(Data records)
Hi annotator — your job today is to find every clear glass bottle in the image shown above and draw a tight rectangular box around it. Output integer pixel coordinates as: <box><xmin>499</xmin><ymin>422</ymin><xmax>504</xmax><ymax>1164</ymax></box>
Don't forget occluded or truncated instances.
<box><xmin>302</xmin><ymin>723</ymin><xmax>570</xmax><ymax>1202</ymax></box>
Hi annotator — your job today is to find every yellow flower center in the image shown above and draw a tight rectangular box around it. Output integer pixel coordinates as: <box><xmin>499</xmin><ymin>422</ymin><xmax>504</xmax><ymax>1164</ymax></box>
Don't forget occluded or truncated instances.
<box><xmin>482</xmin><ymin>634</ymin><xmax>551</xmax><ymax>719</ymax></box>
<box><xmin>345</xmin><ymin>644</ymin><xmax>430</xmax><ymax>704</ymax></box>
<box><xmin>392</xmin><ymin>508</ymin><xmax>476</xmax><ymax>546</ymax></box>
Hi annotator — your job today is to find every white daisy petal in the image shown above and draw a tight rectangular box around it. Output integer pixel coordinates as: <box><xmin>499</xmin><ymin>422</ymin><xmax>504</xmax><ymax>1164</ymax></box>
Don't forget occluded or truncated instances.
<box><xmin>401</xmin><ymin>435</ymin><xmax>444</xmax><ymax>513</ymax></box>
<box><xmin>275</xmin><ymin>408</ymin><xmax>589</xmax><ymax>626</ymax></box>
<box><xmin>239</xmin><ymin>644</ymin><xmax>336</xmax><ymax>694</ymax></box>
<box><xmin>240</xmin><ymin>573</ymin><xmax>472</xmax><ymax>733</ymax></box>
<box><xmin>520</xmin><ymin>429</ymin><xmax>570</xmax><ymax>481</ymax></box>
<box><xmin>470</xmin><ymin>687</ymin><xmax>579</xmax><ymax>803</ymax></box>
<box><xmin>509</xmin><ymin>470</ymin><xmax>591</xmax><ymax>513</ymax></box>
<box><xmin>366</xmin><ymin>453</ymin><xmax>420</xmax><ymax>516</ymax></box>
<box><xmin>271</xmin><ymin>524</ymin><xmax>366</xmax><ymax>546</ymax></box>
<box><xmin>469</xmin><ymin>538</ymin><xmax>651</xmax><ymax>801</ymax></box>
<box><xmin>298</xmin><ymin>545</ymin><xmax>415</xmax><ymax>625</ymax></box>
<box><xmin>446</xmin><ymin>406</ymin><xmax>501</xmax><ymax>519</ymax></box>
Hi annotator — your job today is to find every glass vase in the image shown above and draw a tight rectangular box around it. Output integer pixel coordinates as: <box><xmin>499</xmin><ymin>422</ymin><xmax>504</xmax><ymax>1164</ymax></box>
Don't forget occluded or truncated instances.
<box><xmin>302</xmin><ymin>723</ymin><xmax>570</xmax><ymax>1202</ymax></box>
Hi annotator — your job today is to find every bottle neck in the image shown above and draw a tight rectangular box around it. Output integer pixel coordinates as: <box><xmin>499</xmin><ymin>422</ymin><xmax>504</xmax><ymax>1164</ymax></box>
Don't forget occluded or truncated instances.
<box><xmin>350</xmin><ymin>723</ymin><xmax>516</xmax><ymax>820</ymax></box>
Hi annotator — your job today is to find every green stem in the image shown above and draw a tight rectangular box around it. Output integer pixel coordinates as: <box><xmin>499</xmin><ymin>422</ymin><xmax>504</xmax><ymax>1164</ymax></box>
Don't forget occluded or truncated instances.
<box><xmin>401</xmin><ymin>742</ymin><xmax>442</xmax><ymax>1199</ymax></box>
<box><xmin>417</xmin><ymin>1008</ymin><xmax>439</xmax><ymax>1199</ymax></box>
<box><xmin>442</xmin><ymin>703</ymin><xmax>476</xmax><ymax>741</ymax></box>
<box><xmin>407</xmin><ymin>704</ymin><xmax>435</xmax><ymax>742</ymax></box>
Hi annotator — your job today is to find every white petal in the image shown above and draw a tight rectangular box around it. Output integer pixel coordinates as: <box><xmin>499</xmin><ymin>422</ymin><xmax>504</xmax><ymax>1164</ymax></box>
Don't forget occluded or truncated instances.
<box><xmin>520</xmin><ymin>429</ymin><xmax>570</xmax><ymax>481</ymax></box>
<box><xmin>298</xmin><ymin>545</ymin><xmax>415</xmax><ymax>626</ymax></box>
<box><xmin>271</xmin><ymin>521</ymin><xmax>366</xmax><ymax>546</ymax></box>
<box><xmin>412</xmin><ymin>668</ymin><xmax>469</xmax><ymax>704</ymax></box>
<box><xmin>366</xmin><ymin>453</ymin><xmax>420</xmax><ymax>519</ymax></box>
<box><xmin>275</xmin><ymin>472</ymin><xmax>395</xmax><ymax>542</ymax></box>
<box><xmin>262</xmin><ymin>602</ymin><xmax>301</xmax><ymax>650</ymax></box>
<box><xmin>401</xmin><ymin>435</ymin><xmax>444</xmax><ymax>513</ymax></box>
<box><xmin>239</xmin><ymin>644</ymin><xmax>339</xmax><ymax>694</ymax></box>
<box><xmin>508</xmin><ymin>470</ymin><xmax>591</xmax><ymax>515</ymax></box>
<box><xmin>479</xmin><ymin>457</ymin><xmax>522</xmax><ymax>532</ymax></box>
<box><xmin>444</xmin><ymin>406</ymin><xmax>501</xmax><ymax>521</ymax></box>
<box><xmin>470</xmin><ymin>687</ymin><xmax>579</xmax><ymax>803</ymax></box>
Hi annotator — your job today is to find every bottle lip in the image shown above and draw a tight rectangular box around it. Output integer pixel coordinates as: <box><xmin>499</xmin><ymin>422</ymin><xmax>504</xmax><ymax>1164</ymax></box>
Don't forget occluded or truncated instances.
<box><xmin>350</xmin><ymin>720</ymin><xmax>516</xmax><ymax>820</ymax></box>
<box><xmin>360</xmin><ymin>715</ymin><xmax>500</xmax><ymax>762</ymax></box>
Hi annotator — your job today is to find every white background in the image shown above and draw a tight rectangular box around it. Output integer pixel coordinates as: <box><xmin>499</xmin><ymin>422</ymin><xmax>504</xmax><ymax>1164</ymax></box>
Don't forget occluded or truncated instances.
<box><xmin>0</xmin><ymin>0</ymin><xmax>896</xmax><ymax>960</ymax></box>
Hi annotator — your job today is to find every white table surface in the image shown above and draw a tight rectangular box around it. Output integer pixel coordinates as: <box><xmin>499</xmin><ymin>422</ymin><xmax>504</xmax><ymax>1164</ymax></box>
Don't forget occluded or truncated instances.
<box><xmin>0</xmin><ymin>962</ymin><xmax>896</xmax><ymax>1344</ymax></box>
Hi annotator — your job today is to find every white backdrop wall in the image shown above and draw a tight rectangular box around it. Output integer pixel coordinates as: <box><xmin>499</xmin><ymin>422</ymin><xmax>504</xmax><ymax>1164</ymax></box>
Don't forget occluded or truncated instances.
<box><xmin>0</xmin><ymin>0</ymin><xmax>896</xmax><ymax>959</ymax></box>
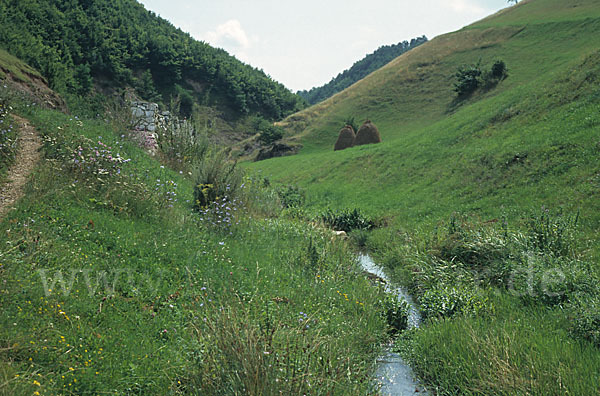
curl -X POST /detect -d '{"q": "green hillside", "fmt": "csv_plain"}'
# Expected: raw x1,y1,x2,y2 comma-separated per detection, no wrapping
0,86,386,396
248,0,600,395
298,36,427,104
252,0,600,226
0,0,302,119
0,0,600,396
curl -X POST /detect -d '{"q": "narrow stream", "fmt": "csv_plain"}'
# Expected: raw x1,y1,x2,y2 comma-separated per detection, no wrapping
359,254,427,396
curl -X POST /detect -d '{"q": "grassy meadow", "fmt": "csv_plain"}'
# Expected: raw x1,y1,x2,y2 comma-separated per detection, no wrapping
0,92,394,395
247,0,600,395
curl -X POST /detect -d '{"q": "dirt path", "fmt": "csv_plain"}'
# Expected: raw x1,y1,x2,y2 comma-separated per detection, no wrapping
0,114,42,218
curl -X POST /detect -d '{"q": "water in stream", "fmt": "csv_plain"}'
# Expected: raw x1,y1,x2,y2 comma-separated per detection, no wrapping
359,254,427,396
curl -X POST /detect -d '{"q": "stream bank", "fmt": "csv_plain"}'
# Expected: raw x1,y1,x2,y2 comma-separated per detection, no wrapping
358,254,427,396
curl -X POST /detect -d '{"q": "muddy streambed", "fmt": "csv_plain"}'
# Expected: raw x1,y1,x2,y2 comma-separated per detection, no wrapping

● **Task objective**
Show each line of the records above that contains the string "green", copying every such line in full.

● **Response to the exercise**
Hi annotator — your job today is to find every green stem in the image shown above and draw a tight rectangular box around it. Output integer pixel coordinates as: <box><xmin>499</xmin><ymin>422</ymin><xmax>504</xmax><ymax>1164</ymax></box>
curl -X POST /detect -d '{"q": "green hillside", "fmt": "csv_plain"}'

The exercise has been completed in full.